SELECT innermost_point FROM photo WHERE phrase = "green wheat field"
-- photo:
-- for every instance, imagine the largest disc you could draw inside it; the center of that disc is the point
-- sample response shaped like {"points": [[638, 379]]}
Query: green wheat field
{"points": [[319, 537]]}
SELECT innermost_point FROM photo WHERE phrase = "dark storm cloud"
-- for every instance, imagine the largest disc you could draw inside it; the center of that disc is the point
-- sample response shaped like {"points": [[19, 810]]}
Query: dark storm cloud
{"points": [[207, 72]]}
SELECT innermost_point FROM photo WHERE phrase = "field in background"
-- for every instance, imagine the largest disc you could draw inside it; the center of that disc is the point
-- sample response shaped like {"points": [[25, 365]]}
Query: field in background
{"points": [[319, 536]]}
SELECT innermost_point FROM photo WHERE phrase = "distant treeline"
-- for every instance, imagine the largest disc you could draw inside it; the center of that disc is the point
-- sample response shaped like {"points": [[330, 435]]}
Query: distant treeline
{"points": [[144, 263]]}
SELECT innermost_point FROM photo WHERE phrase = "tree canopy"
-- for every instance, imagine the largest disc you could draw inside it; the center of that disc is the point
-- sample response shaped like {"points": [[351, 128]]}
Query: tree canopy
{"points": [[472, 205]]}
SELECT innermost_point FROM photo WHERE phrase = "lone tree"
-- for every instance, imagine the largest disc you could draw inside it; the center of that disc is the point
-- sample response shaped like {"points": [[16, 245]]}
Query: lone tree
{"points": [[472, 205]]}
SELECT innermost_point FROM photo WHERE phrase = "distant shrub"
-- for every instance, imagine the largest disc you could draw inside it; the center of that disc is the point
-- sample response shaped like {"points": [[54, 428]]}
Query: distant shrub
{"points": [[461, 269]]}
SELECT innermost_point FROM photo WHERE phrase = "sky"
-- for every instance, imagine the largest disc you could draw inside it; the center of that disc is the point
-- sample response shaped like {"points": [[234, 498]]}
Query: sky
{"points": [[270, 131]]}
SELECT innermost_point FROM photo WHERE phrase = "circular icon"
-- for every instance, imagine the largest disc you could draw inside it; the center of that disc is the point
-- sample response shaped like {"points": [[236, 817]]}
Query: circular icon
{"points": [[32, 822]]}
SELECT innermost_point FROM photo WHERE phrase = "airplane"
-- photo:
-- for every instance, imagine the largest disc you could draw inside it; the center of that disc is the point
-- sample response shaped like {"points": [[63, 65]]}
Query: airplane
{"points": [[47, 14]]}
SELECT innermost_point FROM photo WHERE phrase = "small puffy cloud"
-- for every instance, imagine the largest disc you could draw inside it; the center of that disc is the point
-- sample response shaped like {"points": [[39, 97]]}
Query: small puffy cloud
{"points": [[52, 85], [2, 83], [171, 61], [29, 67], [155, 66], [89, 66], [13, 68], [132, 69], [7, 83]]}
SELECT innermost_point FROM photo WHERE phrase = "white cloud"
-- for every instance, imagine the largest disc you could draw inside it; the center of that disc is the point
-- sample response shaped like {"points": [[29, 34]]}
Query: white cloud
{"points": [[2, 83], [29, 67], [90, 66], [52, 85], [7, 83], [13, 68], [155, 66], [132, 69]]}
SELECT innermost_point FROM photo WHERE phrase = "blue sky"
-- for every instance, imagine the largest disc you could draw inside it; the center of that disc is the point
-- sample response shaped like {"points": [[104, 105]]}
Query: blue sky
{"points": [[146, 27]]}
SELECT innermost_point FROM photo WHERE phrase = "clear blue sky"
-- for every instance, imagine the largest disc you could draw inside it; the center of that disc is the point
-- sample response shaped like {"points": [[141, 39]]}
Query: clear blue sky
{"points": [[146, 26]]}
▬▬▬▬▬▬▬▬▬▬
Line by line, repeat the listing exactly as written.

SELECT innermost_point FROM photo WHERE phrase = "green wheat field"
-- photo:
-- for every instance, imagine the largest disc you could draw inside it; the center of that disc is the point
-- sample response shaped like {"points": [[638, 379]]}
Query: green wheat field
{"points": [[319, 537]]}
SELECT innermost_point FROM photo WHERE phrase = "dark storm cloud"
-- for every instance, imagine the largest disc you could draw inside it; the center of that disc is the point
-- sample response shaped like {"points": [[19, 810]]}
Query: dark storm cloud
{"points": [[207, 72]]}
SELECT innermost_point FROM photo WHERE phrase = "field in background"
-- for every instance, imagine the largest disc you could draw inside it; the center of that disc is the point
-- sample response shaped like {"points": [[25, 365]]}
Query: field in background
{"points": [[319, 536]]}
SELECT innermost_point FROM photo WHERE phrase = "distant treeline"
-- for every instance, imagine the largest disc you could draw inside it; the center of that disc is the point
-- sample response shaped like {"points": [[330, 435]]}
Query: distant treeline
{"points": [[144, 263]]}
SELECT innermost_point FROM photo WHERE phrase = "tree canopy"
-- for every instance, imagine the largest disc you could draw inside it; the center of that disc is the point
-- sample response shaped like {"points": [[351, 128]]}
Query: tree canopy
{"points": [[472, 205]]}
SELECT innermost_point FROM photo WHERE phrase = "lone tree"
-- for every instance, imagine the largest disc you could draw inside it; the center of that disc is the point
-- sample response shaped like {"points": [[16, 245]]}
Query: lone tree
{"points": [[472, 205]]}
SELECT innermost_point FROM photo WHERE phrase = "distant shrub"
-- for every instance, imagine the largest disc you could draw inside it; the center of that disc is the point
-- sample response shaped like {"points": [[54, 428]]}
Query: distant shrub
{"points": [[461, 269]]}
SELECT innermost_point FROM photo WHERE phrase = "sky"
-- for every instance, imagine the largest disc you could draw inside it; the center of that disc is the point
-- sample response shaped like {"points": [[234, 498]]}
Query: sky
{"points": [[270, 131]]}
SELECT innermost_point FROM photo WHERE phrase = "circular icon"
-- for every instance, imagine the largest disc you could draw inside it; the center of that disc is the point
-- sample response shaped like {"points": [[236, 817]]}
Query: circular icon
{"points": [[32, 822]]}
SELECT innermost_point FROM photo WHERE phrase = "airplane"
-- photo:
-- for every instance, imagine the largest disc you could draw inside it; the center of that disc is the point
-- sample response shaped like {"points": [[63, 65]]}
Query: airplane
{"points": [[47, 14]]}
SELECT innermost_point FROM photo WHERE phrase = "small puffy cloud"
-- for every instance, imagine the largest disc you could draw inside it; the center of that disc is the point
-- sample response shaped like {"points": [[39, 97]]}
Query: small puffy cloud
{"points": [[52, 85], [2, 83], [171, 61], [29, 67], [155, 66], [89, 66], [13, 68], [132, 69], [7, 83]]}
SELECT innermost_point FROM photo WHERE phrase = "white cloud"
-- for every instance, imagine the largest disc you could draw inside it; the center of that disc is the point
-- sample response shaped like {"points": [[29, 34]]}
Query: white cloud
{"points": [[2, 83], [29, 67], [90, 66], [52, 85], [7, 83], [13, 68], [155, 66], [132, 69]]}
SELECT innermost_point FROM photo WHERE phrase = "blue sky"
-- for every instance, imagine the largest disc you could draw inside it; the center of that disc is the point
-- sample response shaped like {"points": [[104, 105]]}
Query: blue sky
{"points": [[146, 27]]}
SELECT innermost_point FROM photo WHERE phrase = "clear blue sky"
-- for every instance, imagine the largest disc you could draw inside it; the center of that disc is the point
-- sample response shaped like {"points": [[141, 39]]}
Query: clear blue sky
{"points": [[146, 26]]}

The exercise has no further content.